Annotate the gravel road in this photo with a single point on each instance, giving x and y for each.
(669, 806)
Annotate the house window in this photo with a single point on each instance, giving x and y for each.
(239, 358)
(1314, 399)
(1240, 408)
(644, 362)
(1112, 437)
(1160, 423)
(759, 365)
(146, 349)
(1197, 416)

- WHAT IS EXPECTED: The entire listing is to be repeated exactly.

- ANSWER SECTION:
Annotate the gravel road in this photo with a single point on each instance, giving x and y for each.
(669, 806)
Annotate the house window in this photo with a single point on each instance, giving x and y for each.
(239, 358)
(1314, 399)
(1240, 408)
(644, 362)
(1112, 437)
(1160, 423)
(759, 365)
(146, 349)
(1197, 416)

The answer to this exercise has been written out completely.